Revise all the records by replacing "report x and y" with "give the x and y coordinates" wherever it occurs. Leave everything else unchanged.

Stored dataset items:
************
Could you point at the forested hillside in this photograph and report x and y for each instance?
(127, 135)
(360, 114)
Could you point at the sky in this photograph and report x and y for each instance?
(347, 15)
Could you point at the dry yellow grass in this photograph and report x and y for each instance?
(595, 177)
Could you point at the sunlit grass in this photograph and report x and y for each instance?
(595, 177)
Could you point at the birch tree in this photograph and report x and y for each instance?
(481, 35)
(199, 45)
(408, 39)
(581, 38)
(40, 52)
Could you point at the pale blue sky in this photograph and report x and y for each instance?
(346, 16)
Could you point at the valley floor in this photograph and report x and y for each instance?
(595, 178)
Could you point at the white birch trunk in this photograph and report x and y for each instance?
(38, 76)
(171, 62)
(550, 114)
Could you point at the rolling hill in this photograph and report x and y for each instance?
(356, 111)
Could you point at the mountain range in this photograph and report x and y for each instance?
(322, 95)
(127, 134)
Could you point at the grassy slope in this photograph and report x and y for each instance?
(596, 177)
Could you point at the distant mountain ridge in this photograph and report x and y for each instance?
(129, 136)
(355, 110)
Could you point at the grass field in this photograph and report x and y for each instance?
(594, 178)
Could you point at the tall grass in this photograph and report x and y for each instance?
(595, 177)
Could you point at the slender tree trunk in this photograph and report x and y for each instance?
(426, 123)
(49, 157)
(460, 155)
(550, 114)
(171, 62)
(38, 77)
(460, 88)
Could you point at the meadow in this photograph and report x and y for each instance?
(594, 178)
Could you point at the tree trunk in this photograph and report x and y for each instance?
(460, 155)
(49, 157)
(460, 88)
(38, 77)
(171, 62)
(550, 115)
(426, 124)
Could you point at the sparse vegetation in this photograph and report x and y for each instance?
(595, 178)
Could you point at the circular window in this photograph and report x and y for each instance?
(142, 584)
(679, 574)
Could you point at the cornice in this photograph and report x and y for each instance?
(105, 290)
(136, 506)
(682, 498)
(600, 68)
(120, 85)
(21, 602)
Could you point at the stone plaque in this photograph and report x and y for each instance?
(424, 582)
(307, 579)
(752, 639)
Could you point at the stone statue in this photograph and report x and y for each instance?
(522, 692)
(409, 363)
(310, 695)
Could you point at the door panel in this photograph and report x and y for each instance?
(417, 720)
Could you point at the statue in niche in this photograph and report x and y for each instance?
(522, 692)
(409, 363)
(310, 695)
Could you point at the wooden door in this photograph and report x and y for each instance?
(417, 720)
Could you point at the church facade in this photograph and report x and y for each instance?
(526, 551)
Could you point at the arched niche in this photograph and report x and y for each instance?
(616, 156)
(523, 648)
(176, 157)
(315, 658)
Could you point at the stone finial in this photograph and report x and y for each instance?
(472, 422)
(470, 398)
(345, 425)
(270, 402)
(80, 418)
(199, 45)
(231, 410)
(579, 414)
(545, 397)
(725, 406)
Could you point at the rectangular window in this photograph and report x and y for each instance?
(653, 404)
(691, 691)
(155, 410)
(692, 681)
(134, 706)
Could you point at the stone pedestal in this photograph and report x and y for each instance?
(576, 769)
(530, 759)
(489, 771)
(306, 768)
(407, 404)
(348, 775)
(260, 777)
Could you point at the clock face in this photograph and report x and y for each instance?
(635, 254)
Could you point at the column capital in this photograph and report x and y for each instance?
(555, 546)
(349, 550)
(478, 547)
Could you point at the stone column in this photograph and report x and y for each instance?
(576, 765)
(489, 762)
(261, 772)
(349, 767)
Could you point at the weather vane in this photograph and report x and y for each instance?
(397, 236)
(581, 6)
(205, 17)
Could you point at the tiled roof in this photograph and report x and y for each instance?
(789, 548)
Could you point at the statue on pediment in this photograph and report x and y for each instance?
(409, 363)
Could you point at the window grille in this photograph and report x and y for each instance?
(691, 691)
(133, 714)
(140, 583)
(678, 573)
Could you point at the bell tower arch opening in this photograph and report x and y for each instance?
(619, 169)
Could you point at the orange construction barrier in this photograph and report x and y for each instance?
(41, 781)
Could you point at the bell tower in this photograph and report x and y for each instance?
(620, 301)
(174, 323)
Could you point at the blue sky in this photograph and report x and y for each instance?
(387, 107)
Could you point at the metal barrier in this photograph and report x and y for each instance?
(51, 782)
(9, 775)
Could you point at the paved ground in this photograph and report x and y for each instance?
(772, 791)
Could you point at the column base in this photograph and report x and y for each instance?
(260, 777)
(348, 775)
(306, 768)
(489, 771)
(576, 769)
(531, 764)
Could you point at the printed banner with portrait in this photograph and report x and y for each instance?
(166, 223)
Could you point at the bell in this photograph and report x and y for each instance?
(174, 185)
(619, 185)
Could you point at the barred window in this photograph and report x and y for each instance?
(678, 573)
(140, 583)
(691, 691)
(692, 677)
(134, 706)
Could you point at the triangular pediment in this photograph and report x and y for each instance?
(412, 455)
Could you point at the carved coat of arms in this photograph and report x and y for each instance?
************
Final answer >>
Could you point at the forested hillside in this photograph and give the x and y coordinates for each instance?
(127, 135)
(360, 114)
Could you point at the sky in this photograph and give the x and y coordinates for each instance?
(347, 15)
Could you point at the dry yellow grass in this photograph and give the x and y coordinates for each instance?
(595, 177)
Could you point at the sunlit grass in this photograph and give the x and y coordinates for each instance?
(595, 177)
Could you point at the birch tree in this photograph and give the x and y coordinates for each instance?
(481, 35)
(199, 45)
(408, 39)
(581, 38)
(40, 52)
Could you point at the pale blue sky in this photograph and give the x and y coordinates for each instance?
(346, 16)
Could you point at the valley floor in this photograph and give the x and y coordinates for each instance?
(595, 178)
Could you point at the white birch trunk in this photograph and give the x and y coordinates for each instance?
(38, 76)
(171, 62)
(550, 114)
Could you point at the rolling hill in this photograph and give the x and y coordinates for each instance?
(356, 111)
Could you point at the mountain range in this photograph and give the x and y coordinates for each instance?
(322, 95)
(127, 134)
Could you point at the grassy slope in this photograph and give the x and y coordinates for each instance?
(596, 177)
Could you point at the distant mountain ridge in this photograph and give the x and y coordinates for each instance?
(129, 136)
(355, 110)
Could you point at the grass field in this photograph and give the x and y coordinates for each instance?
(594, 178)
Could you point at the tall grass in this photograph and give the x and y coordinates for each instance?
(595, 177)
Could you point at the slender tree trunk in this photograph and give the x and y coordinates for each instance?
(426, 123)
(49, 157)
(460, 155)
(550, 114)
(171, 62)
(38, 77)
(460, 88)
Could you point at the meadow in this photograph and give the x and y coordinates for each instance?
(594, 178)
Could you point at the tree trunk in this photograph and give the x and y coordinates for each instance?
(460, 155)
(49, 157)
(460, 88)
(38, 77)
(171, 62)
(550, 115)
(426, 124)
Could you point at the sparse vegetation in this photograph and give the x and y coordinates for each instance?
(595, 178)
Could you point at the circular window in this photograph and give the x and y coordinates for each instance?
(142, 584)
(679, 574)
Could you point at the cornice in this photograph and give the x and y coordinates for each instance?
(105, 290)
(136, 506)
(682, 498)
(600, 68)
(120, 85)
(21, 602)
Could you point at the stone plaque in this photograph and give the x and y coordinates for each instance?
(424, 582)
(307, 579)
(752, 639)
Could you point at the stone statue in this photograph and give the x and y coordinates for each instance?
(522, 692)
(409, 363)
(310, 695)
Could you point at the door panel in this photograph and give the x and y coordinates for each instance?
(417, 720)
Could you point at the statue in niche in this photograph and give the x and y coordinates for each instance?
(522, 692)
(409, 363)
(310, 695)
Could you point at the wooden door in this photograph and give the x and y coordinates for each instance?
(417, 720)
Could you point at the church facade in this photograph and give the x and y coordinates for each instance?
(526, 551)
Could you point at the arched niche in this photograph and give the x and y coordinates for each instance?
(616, 156)
(523, 648)
(176, 157)
(315, 658)
Could you point at the stone finial in this photograph and give the x and y coordinates for each instance?
(472, 422)
(470, 398)
(345, 425)
(270, 402)
(80, 418)
(199, 45)
(231, 410)
(579, 414)
(545, 397)
(725, 406)
Could you point at the rectangular window in this photograph and give the x and y coordinates for each instance?
(653, 404)
(691, 691)
(155, 410)
(692, 681)
(134, 706)
Could you point at the stone pedestal in this photograph and give the x and y coordinates for each instance?
(576, 769)
(530, 759)
(489, 771)
(306, 768)
(407, 404)
(348, 775)
(260, 777)
Could you point at the clock face in this photograph and give the x and y coordinates for each instance?
(635, 254)
Could you point at the column capital in this photograph and give the x and y coordinates for each instance?
(555, 546)
(349, 550)
(478, 547)
Could you point at the stone column in this photograph and give the x and y coordinates for each instance?
(576, 765)
(489, 762)
(261, 772)
(349, 767)
Could you point at the weather vane in this photograph and give the x and y coordinates for each instance?
(397, 236)
(581, 6)
(205, 17)
Could you point at the tiled roof in this photograph and give the x and y coordinates for each instance?
(789, 548)
Could you point at the statue on pediment in this photograph and give the x and y coordinates for each instance?
(409, 363)
Could you point at the window grille in this photograph and give the x and y coordinates for each instance?
(691, 691)
(133, 714)
(140, 583)
(678, 573)
Could you point at the bell tower arch opening in this photograph and give the x and y coordinates for each instance?
(619, 169)
Could you point at the orange construction barrier in this photograph and give the x and y coordinates for each instance?
(41, 781)
Could you point at the bell tower in this photograph and give the x and y coordinates for each instance?
(620, 301)
(174, 323)
Could you point at the blue sky in this photograph and give the x and y coordinates for each instance?
(387, 107)
Could you point at the metal barrier in this photograph and give the x and y coordinates for each instance?
(51, 782)
(9, 775)
Could you point at the paved ground in this photograph and give the x and y coordinates for each instance?
(772, 791)
Could you point at the column base in this photograph and give the x and y coordinates for each instance?
(260, 777)
(348, 775)
(306, 768)
(489, 771)
(576, 769)
(531, 764)
Could you point at the printed banner with portrait in this photograph and give the x and y coordinates for each instance?
(166, 223)
Could you point at the bell in this photograph and give the x and y coordinates for each instance?
(174, 185)
(619, 185)
Could you point at the barred window in this photograph and give the x and y coordinates for each instance?
(678, 573)
(140, 583)
(691, 691)
(692, 677)
(134, 706)
Could you point at the triangular pediment in this photograph and give the x and y coordinates for each instance?
(412, 455)
Could you point at the carved coat of arms in this photograph and give the x and y coordinates for each instance?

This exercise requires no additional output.